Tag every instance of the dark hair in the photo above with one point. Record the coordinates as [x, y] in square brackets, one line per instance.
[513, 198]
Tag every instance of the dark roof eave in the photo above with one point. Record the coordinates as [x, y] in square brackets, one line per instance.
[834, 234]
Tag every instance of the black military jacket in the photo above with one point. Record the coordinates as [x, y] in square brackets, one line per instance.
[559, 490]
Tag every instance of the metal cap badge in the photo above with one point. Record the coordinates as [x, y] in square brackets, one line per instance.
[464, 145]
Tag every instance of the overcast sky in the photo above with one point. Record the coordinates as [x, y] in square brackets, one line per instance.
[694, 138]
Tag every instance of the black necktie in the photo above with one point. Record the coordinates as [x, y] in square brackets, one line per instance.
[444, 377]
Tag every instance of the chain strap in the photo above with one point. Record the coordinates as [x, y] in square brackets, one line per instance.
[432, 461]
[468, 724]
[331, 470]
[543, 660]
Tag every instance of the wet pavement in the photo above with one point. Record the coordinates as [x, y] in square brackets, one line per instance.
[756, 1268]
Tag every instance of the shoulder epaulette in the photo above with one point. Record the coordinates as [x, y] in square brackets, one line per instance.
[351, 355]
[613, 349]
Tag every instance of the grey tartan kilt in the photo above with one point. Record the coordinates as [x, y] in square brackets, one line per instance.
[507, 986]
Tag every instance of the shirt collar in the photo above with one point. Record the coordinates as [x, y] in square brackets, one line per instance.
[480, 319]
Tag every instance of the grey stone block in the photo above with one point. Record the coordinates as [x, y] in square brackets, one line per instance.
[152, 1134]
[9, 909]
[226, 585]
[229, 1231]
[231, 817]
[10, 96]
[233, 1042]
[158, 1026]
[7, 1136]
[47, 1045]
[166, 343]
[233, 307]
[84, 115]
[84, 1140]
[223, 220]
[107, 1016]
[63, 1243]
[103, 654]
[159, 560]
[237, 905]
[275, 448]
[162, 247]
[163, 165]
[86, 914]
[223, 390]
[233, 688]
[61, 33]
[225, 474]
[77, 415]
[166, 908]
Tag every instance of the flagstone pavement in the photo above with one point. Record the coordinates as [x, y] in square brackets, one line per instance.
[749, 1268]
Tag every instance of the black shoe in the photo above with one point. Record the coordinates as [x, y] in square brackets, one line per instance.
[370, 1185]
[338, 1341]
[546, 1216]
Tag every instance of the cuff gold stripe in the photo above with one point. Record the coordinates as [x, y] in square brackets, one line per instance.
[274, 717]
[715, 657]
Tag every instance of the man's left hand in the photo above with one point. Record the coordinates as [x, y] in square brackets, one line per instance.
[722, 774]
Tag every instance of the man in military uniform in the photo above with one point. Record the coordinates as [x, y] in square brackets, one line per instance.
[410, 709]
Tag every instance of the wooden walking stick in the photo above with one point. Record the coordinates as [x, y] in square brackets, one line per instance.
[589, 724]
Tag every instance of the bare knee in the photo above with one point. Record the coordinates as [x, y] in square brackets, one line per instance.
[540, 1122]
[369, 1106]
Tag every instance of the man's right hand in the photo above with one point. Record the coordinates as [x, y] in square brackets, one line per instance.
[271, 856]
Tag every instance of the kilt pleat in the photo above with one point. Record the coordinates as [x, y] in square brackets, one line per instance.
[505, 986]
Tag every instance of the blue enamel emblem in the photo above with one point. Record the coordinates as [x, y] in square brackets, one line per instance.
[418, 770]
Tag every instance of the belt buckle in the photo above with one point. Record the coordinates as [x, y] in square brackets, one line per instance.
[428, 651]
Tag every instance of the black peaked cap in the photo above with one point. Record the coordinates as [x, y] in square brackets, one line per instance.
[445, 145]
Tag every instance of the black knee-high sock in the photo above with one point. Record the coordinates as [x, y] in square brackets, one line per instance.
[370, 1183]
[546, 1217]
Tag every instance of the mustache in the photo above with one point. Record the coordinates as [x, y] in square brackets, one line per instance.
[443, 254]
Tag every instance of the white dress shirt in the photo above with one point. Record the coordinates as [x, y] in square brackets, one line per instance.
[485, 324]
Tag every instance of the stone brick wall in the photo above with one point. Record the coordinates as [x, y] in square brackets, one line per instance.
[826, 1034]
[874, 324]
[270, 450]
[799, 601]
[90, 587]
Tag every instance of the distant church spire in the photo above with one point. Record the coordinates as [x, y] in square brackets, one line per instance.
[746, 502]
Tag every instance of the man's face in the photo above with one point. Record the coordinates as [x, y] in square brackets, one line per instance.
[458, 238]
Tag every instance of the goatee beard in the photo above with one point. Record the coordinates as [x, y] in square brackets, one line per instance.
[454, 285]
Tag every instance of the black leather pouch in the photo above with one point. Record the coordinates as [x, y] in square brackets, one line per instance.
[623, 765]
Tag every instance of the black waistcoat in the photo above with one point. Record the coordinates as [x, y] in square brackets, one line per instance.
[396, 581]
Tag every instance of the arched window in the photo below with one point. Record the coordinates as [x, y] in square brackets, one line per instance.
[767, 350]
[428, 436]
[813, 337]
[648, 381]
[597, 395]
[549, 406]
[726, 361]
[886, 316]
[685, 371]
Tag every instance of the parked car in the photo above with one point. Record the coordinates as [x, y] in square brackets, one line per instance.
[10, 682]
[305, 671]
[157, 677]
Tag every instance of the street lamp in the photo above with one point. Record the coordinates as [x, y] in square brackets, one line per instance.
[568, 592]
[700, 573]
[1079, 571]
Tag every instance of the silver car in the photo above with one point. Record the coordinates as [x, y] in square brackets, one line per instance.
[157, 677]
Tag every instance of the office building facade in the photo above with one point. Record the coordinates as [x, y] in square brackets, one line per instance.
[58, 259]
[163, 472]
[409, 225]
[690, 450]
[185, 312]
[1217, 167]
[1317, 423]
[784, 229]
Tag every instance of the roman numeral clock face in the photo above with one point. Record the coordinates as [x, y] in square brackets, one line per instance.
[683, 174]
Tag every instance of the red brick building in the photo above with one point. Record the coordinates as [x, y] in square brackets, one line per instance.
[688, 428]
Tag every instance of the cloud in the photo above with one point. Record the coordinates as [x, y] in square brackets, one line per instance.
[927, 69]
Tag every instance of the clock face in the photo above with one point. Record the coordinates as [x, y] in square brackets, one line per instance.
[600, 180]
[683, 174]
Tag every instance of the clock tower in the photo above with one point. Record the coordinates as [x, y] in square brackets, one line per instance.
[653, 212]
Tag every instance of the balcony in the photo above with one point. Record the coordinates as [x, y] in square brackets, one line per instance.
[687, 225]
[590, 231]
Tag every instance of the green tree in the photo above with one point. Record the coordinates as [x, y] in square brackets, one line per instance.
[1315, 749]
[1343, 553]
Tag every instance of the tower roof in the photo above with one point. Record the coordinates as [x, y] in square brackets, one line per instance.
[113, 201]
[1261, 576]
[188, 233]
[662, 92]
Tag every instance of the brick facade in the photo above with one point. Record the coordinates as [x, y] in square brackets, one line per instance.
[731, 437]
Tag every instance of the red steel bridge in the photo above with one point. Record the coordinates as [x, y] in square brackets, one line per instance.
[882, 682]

----------

### WORK ORDER
All the lines above must be output exactly, with none omitted.

### SOLUTION FOR THIS TASK
Tag every instance of the dark hair in the photo above with one point. Record the coordinates as [x, y] in square brackets, one line per instance.
[513, 198]
Tag every instance of the dark roof eave in the photo above with one point. Record the coordinates as [x, y] in square brackets, one line per instance.
[834, 234]
Tag every instance of the black military jacket in the photo above with one point. Record the coordinates as [x, y] in square brackets, one line per instance.
[559, 490]
Tag every instance of the metal cap badge in the photo above with one point. Record the coordinates as [x, y] in square brackets, one line per instance.
[464, 145]
Tag every instance of the overcast sky in the photo above with one point. Record the coordinates as [x, y] in square brackets, one line per instance.
[694, 138]
Tag every instance of the black necktie in the photo above with one point. Record the coordinates as [x, y] in square brackets, one line per instance.
[444, 377]
Tag every instance of the chain strap in the photo above with one point. Record the coordinates as [x, y] in square brackets, one line per instance.
[432, 461]
[468, 724]
[331, 470]
[543, 660]
Tag every instance of the wet pavement in the photo above with one point. Record the coordinates as [x, y] in square brackets, one line per instance.
[756, 1268]
Tag every instance of the shoulder epaulette in the photo above with one point. Record the coordinates as [x, y] in square brackets, one line per instance.
[351, 355]
[613, 349]
Tag every instance of the grey tartan kilt in the photo above with one point. Record the coordinates as [x, y] in square brackets, one line per instance.
[507, 986]
Tag every instance of the shirt collar in the photo above with one point. Record the coordinates as [x, y] in square brackets, one line per instance.
[480, 319]
Tag every instance of the grey stone block in the photo above with one point. Record the coordinates as [x, y] in square brackets, one line per instance.
[152, 1134]
[9, 909]
[226, 585]
[229, 1231]
[231, 817]
[10, 96]
[233, 1042]
[158, 1026]
[7, 1136]
[47, 1045]
[166, 343]
[233, 307]
[84, 115]
[84, 1140]
[223, 220]
[107, 1016]
[63, 1243]
[103, 654]
[159, 560]
[237, 905]
[275, 448]
[162, 247]
[163, 165]
[86, 914]
[223, 390]
[233, 688]
[61, 33]
[225, 474]
[77, 415]
[166, 908]
Tag every instance of the flagstone pavement in the photo above with one point. Record the coordinates as [x, y] in square brackets, one line per instance.
[749, 1268]
Tag every instance of the black shoe in the photo above with one point. Record the coordinates as [x, y] in square brackets, one line per instance.
[370, 1185]
[338, 1341]
[546, 1216]
Tag every instance of the cuff gold stripe in the photo above with one point. Record the coordinates as [x, y] in square brackets, one line per instance.
[274, 717]
[715, 657]
Tag every instance of the man's left hand in the photo above with one point. Record the coordinates as [x, y] in square brackets, one line per instance.
[722, 774]
Tag every instance of the man in military uniform in the photo above with one point. Record the coordinates as [x, y] in square brackets, one line per instance.
[410, 709]
Tag every instance of the wooden walking stick in the photo above with one point. Record the coordinates as [x, y] in square brackets, one line per instance.
[589, 724]
Tag every instance of the bare knee in the photo above with one point. Record the coordinates as [x, y] in square brackets, one line per instance.
[540, 1122]
[369, 1106]
Tag every instance of the man's right hand in the photo above with one point. Record the coordinates as [x, y] in square brackets, one line per instance.
[271, 856]
Tag every instance of the kilt pleat in the photo above with one point. Record the coordinates as [x, y] in square brackets, one line per instance.
[505, 986]
Tag every instance of the blue enamel emblem in the photo above with one point. Record the coordinates as [x, y] in square brackets, one line per instance.
[418, 770]
Tag every instance of the belt buckle in the photo above with one point. Record the coordinates as [x, y] in square brackets, one line per instance.
[428, 651]
Tag every instance of the black peaked cap in the photo above with one point. Record the coordinates as [x, y] in square brackets, one line per instance.
[445, 145]
Tag every instance of the black knee-high sock in the photo above with one point. Record the coordinates as [x, y] in square brackets, one line per instance.
[370, 1183]
[546, 1217]
Tag every instance of the mustache in the photo above with one point. Record the coordinates as [x, y] in square brackets, one line per instance.
[443, 254]
Tag every instance of the white dress shirt in the photo above with one point. Record the coordinates as [x, y] in square brackets, one line per instance.
[485, 324]
Tag every instance of the stone brick wall in the photo above with one point. Record the coordinates as [x, y] in square brackets, one line per instance.
[826, 1034]
[874, 324]
[270, 450]
[799, 601]
[90, 587]
Tag every instance of the distant church spire in the photo above with one point. Record the coordinates as [x, y] in square brackets, one line per instance.
[746, 502]
Tag every instance of the man's face in the photo above with one point. Record the coordinates as [x, y] in square brackets, one line per instance.
[458, 238]
Tag every instance of the goatee beard in the photo above with one point. Record the coordinates as [x, y] in square brackets, one line per instance.
[454, 285]
Tag every instance of the black leather pouch in the photo above with one point. Record the coordinates as [x, y] in square brackets, one line per instance.
[623, 765]
Tag every instance of the black waistcoat in the photo above with one point. Record the coordinates as [x, y] in square brackets, one line per instance.
[396, 581]
Tag every instance of the arched window in the photo below with one point. Record the coordinates as [x, y] in square brackets, one line per instance.
[767, 350]
[428, 436]
[813, 337]
[648, 381]
[597, 395]
[549, 406]
[726, 361]
[886, 316]
[685, 371]
Tag every instance of the parked car in the photo above with one point. Record the coordinates as [x, y] in square brackets, one line per instance.
[10, 682]
[305, 671]
[157, 677]
Tag every instance of the street lamp in the photo above with one point. Record the coordinates as [x, y] in square brackets, one line per instance.
[568, 592]
[700, 573]
[1079, 571]
Tag every instance of the silver car in the photo above with one point. Record the coordinates as [x, y] in square brackets, one line per instance.
[157, 677]
Tag every instance of the office building facade in the photo above with one point. Record the coordinates as [x, y] in square brackets, one line per instance.
[58, 259]
[163, 472]
[409, 225]
[690, 450]
[185, 312]
[1217, 167]
[1317, 423]
[784, 229]
Tag every instance of the roman numeral clock face in the photo above with one point. Record the coordinates as [x, y] in square brackets, one line per instance.
[683, 174]
Tag every instance of the red brick building in the photo above with one point. Record the coordinates as [x, y] in square brackets, one line per instance.
[688, 428]
Tag every instance of the cloud in the photo above with one point. Record the coordinates as [x, y] in square brackets, one line per instance.
[927, 69]
Tag every instance of the clock face in the photo above with one point. Record the coordinates as [x, y] in square brackets, one line per instance.
[600, 180]
[683, 174]
Tag every instance of the clock tower in the photo above with one point. Record the coordinates as [x, y] in square brackets, one line per instance.
[653, 212]
Tag every instance of the balcony in the photo above with one point. Record the coordinates as [x, y] in square brackets, one line per instance.
[687, 225]
[590, 231]
Tag every instance of the green tree in the photo above with one point. Record the coordinates as [x, y] in square brackets, one line per instance.
[1315, 749]
[1343, 553]
Tag every instance of the tower roof in the photo above with one point. Record the coordinates as [x, y] in square brackets, one line per instance.
[113, 201]
[1261, 576]
[188, 233]
[662, 92]
Tag every instance of the brick facade in the photo above with one point. Record the coordinates as [x, y] in square brackets, one line per instance.
[731, 437]
Tag every instance of the red steel bridge in the photo above with one point. Record the coordinates as [x, y] in square brackets, one line per instance.
[882, 682]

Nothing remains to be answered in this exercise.